[Opening DATA EXTRACT section]
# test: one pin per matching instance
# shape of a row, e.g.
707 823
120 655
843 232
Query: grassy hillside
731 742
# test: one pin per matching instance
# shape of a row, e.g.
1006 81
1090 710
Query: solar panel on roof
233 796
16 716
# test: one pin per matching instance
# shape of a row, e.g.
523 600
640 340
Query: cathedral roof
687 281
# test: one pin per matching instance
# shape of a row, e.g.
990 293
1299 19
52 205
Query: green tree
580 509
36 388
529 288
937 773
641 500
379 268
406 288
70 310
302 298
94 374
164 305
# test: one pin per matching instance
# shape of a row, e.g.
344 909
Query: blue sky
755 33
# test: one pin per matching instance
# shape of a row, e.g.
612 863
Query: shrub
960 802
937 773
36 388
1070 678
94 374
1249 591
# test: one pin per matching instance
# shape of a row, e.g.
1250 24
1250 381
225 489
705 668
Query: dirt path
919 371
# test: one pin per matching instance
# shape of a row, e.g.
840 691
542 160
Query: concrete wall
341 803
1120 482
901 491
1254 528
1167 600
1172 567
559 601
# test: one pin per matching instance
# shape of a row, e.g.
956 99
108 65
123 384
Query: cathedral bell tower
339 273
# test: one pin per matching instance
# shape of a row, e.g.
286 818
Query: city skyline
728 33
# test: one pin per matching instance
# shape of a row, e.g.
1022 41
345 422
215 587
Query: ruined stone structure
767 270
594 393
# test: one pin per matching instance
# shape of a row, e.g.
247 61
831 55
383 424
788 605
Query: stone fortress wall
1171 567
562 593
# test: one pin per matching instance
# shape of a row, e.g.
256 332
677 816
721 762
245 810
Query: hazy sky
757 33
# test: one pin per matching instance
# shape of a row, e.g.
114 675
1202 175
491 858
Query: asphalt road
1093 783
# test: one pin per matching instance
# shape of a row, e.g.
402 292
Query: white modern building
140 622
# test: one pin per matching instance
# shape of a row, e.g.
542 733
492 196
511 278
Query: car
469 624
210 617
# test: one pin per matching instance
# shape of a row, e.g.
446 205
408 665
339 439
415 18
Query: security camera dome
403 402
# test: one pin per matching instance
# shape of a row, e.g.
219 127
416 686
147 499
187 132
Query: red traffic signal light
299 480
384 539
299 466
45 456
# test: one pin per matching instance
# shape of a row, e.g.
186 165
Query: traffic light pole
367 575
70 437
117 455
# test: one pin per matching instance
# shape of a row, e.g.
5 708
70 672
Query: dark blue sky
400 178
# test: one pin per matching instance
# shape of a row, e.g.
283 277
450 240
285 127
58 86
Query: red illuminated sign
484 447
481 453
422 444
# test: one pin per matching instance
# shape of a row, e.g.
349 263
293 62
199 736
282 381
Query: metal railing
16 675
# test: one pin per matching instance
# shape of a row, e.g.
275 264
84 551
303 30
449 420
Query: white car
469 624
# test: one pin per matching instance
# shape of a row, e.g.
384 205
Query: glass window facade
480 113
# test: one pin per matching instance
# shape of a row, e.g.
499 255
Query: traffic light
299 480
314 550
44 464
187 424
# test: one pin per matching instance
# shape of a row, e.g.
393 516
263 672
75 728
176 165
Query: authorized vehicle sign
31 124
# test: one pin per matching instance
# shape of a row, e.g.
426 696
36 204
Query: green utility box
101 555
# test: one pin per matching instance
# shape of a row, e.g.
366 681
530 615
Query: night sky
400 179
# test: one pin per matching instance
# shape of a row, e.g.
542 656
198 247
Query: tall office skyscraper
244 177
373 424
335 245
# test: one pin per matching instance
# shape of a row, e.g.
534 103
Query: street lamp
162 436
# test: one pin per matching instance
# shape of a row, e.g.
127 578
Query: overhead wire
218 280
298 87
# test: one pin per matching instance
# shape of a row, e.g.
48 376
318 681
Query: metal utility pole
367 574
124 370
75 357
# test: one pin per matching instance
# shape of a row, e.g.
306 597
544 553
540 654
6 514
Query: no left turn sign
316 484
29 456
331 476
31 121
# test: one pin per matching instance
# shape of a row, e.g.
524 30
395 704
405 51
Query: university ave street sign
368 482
[Closing DATA EXTRACT section]
Exactly and in full, write out the lines from the one containing "Query: tall office skyscraper" through the end of the listing.

Query: tall office skyscraper
244 177
373 424
335 245
# test: one pin per matching instance
# shape of a row, e.g.
534 103
Query: street lamp
162 436
# test: one pin per matching instance
# shape of a row, e.g.
127 578
Query: overhead wire
218 280
298 87
# test: one pin per matching instance
# shape of a row, e.g.
48 376
318 681
Query: metal utility pole
367 574
124 370
75 357
# test: one pin per matching instance
# shape of a row, e.g.
306 597
544 553
540 654
6 514
Query: no left turn sign
316 484
29 456
331 476
31 121
# test: one pin per matching instance
# shape of a row, e.g.
524 30
395 704
405 51
Query: university ave street sign
368 482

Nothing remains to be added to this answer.